__PROVIDED TEXT__.

╔══

[Deep Learning Lab] Episode-4: Deep Fashion

Furkan Kınlı
11 min readJun 27, 2018

--

Let the “Deep Learning Lab” begin!

This is the fourth episode of “Deep Learning Lab” story series which contains my individual deep learning works with different cases.

Previously on Deep Learning Lab:

In this episode, I will be appreciated to introduce DeepFashion dataset, which is a large-scale clothes database and has several appealing properties, to deep learning enthusiasts -I mean, you-

Clip art of DeepFashion dataset

Let’s quickly give more information about the DeepFashion dataset. DeepFashion is an open-source (commercial use not allowed by release agreement) dataset which is created for IEEE Conference on Computer Vision and Pattern Recognition (CVPR) in 2016 by Ziwei Liu, Ping Luo and their colleagues in The Chinese University of Hong-Kong and Shenzhen Institutes of Advanced Technology.

This dataset consists of more than 800.000 different RGB-colored images -ranging from well-posed shopping images to unstructured customer images & cross-posed and cross-domain images-. The size of images are not same as in the other well-known datasets and each image in the dataset is labeled with one of ~50 categories, ~1000 attributes, bounding box and clothing landmarks. In this work, I just focused on category classification and bounding box detection tasks using such a large subset (~290.000 images) of this well-prepared dataset which contains clothing categories and attributes in wild.

Example of categories and attributes

Let me reference to the real heroes:

DeepFashion: Powering Robust Clothes Recognition and Retrievel with Rich Annotations, Ziwei Liu et al., 2016

Proceedings of IEEE Conference on Computer Vision and Pattern Recognition (CVPR) 2016

ARE WE READY TO THIS JOURNEY?

LET’S GOOOO!!!

╚══

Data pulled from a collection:
╔══

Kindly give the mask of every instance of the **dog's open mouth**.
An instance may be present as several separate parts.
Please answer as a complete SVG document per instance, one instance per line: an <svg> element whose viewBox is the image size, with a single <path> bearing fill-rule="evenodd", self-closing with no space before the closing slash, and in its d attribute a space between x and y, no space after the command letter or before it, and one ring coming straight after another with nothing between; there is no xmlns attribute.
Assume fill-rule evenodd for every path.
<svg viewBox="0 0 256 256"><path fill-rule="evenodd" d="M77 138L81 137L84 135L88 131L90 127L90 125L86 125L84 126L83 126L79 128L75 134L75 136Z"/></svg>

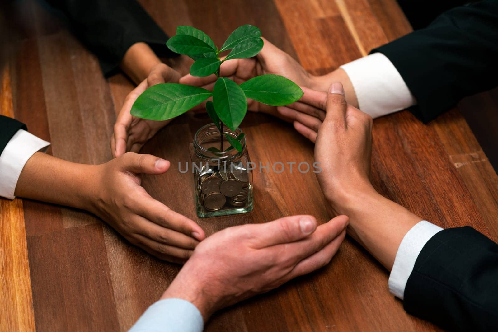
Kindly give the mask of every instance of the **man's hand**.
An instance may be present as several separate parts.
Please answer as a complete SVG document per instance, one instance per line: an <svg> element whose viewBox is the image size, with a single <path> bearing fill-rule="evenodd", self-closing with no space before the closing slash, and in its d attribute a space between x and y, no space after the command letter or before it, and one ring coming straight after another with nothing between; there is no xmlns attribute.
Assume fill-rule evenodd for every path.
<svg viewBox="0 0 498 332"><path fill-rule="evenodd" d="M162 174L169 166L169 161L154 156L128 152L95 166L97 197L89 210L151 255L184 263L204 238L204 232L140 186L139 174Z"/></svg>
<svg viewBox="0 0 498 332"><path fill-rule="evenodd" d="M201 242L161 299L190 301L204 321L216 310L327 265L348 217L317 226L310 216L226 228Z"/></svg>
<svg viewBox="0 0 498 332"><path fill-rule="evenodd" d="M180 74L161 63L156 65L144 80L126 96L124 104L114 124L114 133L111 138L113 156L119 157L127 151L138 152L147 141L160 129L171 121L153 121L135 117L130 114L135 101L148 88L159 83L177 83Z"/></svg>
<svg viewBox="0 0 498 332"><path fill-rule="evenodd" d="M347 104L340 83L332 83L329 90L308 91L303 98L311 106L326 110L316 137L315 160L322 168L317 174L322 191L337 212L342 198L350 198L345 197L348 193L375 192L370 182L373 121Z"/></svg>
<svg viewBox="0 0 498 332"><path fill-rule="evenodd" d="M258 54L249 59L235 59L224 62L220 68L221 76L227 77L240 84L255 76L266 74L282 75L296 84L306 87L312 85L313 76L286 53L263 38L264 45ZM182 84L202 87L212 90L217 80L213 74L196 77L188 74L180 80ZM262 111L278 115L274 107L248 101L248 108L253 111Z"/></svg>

╚══

__WORK TO BE COMPLETED__.
According to the DeepFashion post, why is commercial use of the DeepFashion dataset not allowed even though it is open-source? Answer in one to three sentences. The records have nothing to do with the DeepFashion post.

__RESULT OF THIS EXERCISE__.
The dataset's release agreement doesn't allow commercial use. So while DeepFashion is open-source, that agreement rules out using it for commercial purposes.